[Position identification records]
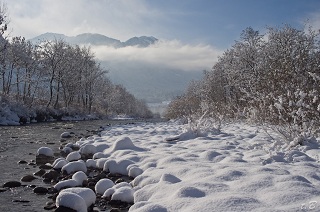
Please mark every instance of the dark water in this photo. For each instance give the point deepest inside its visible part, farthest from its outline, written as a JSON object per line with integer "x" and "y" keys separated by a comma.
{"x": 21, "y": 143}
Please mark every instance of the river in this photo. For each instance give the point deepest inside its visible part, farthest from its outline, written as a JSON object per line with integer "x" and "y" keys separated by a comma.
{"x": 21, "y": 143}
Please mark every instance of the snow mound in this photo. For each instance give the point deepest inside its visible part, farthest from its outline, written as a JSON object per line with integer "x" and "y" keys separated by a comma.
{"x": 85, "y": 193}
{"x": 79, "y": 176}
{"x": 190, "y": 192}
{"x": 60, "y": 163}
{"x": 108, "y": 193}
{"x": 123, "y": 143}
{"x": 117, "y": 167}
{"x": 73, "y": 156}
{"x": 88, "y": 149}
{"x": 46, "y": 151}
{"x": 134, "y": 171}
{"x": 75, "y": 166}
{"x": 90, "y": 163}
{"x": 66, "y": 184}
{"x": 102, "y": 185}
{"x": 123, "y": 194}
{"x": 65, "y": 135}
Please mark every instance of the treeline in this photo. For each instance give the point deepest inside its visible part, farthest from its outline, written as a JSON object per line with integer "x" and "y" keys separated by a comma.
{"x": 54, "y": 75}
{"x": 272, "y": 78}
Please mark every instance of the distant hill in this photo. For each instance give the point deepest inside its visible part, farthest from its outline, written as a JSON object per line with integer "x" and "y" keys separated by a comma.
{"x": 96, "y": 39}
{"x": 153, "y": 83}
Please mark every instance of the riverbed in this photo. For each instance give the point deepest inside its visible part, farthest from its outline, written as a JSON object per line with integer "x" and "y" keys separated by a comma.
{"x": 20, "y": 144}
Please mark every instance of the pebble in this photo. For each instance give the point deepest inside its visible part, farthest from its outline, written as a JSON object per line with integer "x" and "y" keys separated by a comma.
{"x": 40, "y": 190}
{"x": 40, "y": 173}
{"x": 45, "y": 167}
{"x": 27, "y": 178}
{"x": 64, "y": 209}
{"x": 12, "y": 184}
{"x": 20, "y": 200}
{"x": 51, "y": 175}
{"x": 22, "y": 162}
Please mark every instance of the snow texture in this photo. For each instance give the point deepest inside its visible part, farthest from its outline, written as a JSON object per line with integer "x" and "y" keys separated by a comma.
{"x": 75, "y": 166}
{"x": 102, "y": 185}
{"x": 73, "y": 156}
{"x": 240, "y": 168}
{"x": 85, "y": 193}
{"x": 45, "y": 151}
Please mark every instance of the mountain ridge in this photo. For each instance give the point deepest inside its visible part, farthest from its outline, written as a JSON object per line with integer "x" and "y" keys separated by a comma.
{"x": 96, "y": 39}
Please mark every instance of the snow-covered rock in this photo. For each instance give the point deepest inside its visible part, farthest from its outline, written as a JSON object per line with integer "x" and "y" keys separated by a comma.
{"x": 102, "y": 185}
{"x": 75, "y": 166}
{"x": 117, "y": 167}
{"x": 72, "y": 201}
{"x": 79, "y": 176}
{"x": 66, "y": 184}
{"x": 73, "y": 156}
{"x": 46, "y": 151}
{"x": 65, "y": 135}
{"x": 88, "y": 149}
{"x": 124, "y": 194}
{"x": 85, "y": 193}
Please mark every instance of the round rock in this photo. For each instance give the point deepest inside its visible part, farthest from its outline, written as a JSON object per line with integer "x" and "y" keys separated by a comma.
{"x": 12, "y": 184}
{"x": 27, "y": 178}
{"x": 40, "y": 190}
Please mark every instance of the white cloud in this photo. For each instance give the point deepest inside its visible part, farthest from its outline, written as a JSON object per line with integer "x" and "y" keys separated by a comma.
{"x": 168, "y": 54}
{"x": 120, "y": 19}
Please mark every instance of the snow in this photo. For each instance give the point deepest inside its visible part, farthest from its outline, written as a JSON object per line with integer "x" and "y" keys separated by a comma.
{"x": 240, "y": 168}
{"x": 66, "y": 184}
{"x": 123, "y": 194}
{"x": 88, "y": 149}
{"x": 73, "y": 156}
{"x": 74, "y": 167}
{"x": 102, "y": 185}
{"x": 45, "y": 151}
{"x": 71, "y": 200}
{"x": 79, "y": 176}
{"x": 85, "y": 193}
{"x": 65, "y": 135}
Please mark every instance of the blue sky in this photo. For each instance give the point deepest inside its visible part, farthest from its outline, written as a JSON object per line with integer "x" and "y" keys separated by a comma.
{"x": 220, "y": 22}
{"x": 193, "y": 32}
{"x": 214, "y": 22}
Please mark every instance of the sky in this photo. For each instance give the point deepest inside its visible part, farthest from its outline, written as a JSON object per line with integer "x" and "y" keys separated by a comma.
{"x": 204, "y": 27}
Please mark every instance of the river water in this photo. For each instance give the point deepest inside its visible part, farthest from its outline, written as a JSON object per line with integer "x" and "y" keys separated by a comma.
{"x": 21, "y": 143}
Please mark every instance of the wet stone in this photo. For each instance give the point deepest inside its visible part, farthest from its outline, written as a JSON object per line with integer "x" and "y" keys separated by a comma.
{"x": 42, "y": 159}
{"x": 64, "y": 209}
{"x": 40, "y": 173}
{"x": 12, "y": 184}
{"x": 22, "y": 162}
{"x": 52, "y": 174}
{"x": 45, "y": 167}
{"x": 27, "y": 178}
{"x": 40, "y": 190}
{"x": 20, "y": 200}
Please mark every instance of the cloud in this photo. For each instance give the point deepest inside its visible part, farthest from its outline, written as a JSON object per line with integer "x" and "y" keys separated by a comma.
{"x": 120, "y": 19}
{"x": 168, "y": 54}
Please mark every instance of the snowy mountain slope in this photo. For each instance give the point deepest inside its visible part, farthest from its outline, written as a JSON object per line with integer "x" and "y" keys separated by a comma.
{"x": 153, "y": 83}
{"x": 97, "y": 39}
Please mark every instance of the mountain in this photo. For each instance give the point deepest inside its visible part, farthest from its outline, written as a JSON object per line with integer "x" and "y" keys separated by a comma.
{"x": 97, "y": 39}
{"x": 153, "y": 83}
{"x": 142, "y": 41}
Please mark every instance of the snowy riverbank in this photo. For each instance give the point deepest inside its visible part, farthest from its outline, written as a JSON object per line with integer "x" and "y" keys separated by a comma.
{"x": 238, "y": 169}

TASK TO COMPLETE
Omit the pictures. Output every record above word for word.

RESULT
Please mark every instance of the dark water in this photo. For each instance give the point deepest inside its visible part, farthest from its outline, written as a JSON object per line with integer "x" and "y" keys separated by a comma.
{"x": 21, "y": 143}
Please mark every instance of the river in this photo. For each instance give the point deepest inside its visible part, farthest from its outline, written as a JSON object per line with integer "x" and "y" keys separated by a comma.
{"x": 21, "y": 143}
Please mark every instance of the snow mound in this photo. For each instance give the point deepest inside its visible part, farthest from its outline, written as a JSON object per line with integer "x" and "y" keys separated by a comma.
{"x": 85, "y": 193}
{"x": 79, "y": 176}
{"x": 190, "y": 192}
{"x": 60, "y": 163}
{"x": 108, "y": 193}
{"x": 123, "y": 143}
{"x": 117, "y": 167}
{"x": 73, "y": 156}
{"x": 88, "y": 149}
{"x": 46, "y": 151}
{"x": 134, "y": 171}
{"x": 75, "y": 166}
{"x": 90, "y": 163}
{"x": 66, "y": 184}
{"x": 102, "y": 185}
{"x": 123, "y": 194}
{"x": 65, "y": 135}
Please mark every instance of the treeline in this photo. For each instance give the point deepest inside its visible part, farthest from its outline, written as a JSON object per line with integer "x" and "y" keys separated by a comma.
{"x": 54, "y": 75}
{"x": 272, "y": 78}
Please mark every instance of the distant hill in this photo. For each instance give the point deepest inside its visible part, farthest from its outline, written as a JSON object per line with integer "x" and "y" keys separated by a comma.
{"x": 96, "y": 39}
{"x": 153, "y": 83}
Please mark every instance of the riverbed in this photo. For each instance give the point deepest inside its visible part, farthest from its outline, written as a JSON object per line with integer "x" and "y" keys separated by a comma.
{"x": 20, "y": 144}
Please mark every instance of the pebble in this photo. For each instance give the point deepest inside its visible part, farthest from its outline, written as a JSON object per line with integer "x" and "y" keys separated by a comma.
{"x": 40, "y": 190}
{"x": 40, "y": 173}
{"x": 45, "y": 167}
{"x": 27, "y": 178}
{"x": 64, "y": 209}
{"x": 12, "y": 184}
{"x": 20, "y": 200}
{"x": 51, "y": 175}
{"x": 22, "y": 162}
Please mark every instance of the snow texture in this photo. For each instance give the point deepest inside its visible part, farthest from its outline, written as a JSON object per line with integer "x" and "y" keys separated by a comma.
{"x": 75, "y": 166}
{"x": 102, "y": 185}
{"x": 73, "y": 156}
{"x": 240, "y": 168}
{"x": 85, "y": 193}
{"x": 45, "y": 151}
Please mark every instance of the mountain ridge in this photo. For each instance give the point deepest inside its visible part, farthest from its outline, written as a JSON object per line with integer "x" and "y" keys separated by a comma.
{"x": 96, "y": 39}
Please mark every instance of the snow-covered rock in this photo. For each instance give the point deepest inside its visible part, farthest from its outline, written as a JSON object per line with integer "x" and "y" keys separated by a comma.
{"x": 102, "y": 185}
{"x": 75, "y": 166}
{"x": 117, "y": 167}
{"x": 72, "y": 201}
{"x": 79, "y": 176}
{"x": 66, "y": 184}
{"x": 73, "y": 156}
{"x": 46, "y": 151}
{"x": 65, "y": 135}
{"x": 88, "y": 149}
{"x": 124, "y": 194}
{"x": 85, "y": 193}
Please mark every instance of the round rock in this photo. For each instance give the point deepest inside its visible part, farthest from its outline, written as a JSON object per line with integer "x" and "y" keys separated by a comma.
{"x": 12, "y": 184}
{"x": 27, "y": 178}
{"x": 40, "y": 190}
Please mark every instance of the white cloud in this photo. For each instance give the point deepest inside its visible part, farthest from its outline, written as a JSON object per line with integer "x" and "y" keys separated by a comma.
{"x": 168, "y": 54}
{"x": 120, "y": 19}
Please mark every instance of the snow in this photo. For each instance give the point deepest inside its visible part, farthest from its outline, written as a JSON object per line with integer "x" and "y" keys separated by a comma.
{"x": 240, "y": 168}
{"x": 66, "y": 184}
{"x": 123, "y": 194}
{"x": 88, "y": 149}
{"x": 73, "y": 156}
{"x": 74, "y": 167}
{"x": 102, "y": 185}
{"x": 45, "y": 151}
{"x": 71, "y": 200}
{"x": 79, "y": 176}
{"x": 85, "y": 193}
{"x": 65, "y": 135}
Please mark every instance of the blue sky in this photo. For each instance give the point deepest inside its visible part, farthest from its outline, written as a JSON object per line with integer "x" and "y" keys separated by a comma.
{"x": 220, "y": 22}
{"x": 193, "y": 32}
{"x": 214, "y": 22}
Please mark every instance of the sky in this photo. For each instance give the point deepest inside its visible part, farthest from its outline, written as a JSON object per line with integer "x" and "y" keys separated by a comma.
{"x": 204, "y": 27}
Please mark every instance of the river water in this photo. For each instance give the point deepest inside its visible part, farthest from its outline, written as a JSON object per line with integer "x" and "y" keys separated by a comma.
{"x": 21, "y": 143}
Please mark every instance of the wet stone in this photo. For each instance give the point deepest inside its visible part, farthest from its outline, written as a JSON object per line with integer "x" and "y" keys separated by a comma.
{"x": 42, "y": 159}
{"x": 64, "y": 209}
{"x": 40, "y": 173}
{"x": 12, "y": 184}
{"x": 22, "y": 162}
{"x": 52, "y": 174}
{"x": 45, "y": 167}
{"x": 27, "y": 178}
{"x": 40, "y": 190}
{"x": 20, "y": 200}
Please mark every instance of the cloud in this photo. For each instance give the point deepest inside its visible part, farthest from its outline, written as a JSON object per line with integer "x" and "y" keys separated by a comma.
{"x": 120, "y": 19}
{"x": 168, "y": 54}
Please mark every instance of the snowy mountain slope in this photo. For each instance give the point deepest inside its visible part, farthest from its outline, written as a JSON object per line with integer "x" and "y" keys separated by a comma.
{"x": 153, "y": 83}
{"x": 97, "y": 39}
Please mark every instance of the mountain in this photo. For each instance give the point deepest inside its visible part, farthest from its outline, written as a JSON object per line with integer "x" and "y" keys separated by a comma.
{"x": 97, "y": 39}
{"x": 153, "y": 83}
{"x": 142, "y": 41}
Please mark every instance of the snowy riverbank in this photo. For each instance give the point deepest inside its visible part, farthest from its outline, written as a JSON object per line with integer "x" and "y" keys separated by a comma.
{"x": 238, "y": 169}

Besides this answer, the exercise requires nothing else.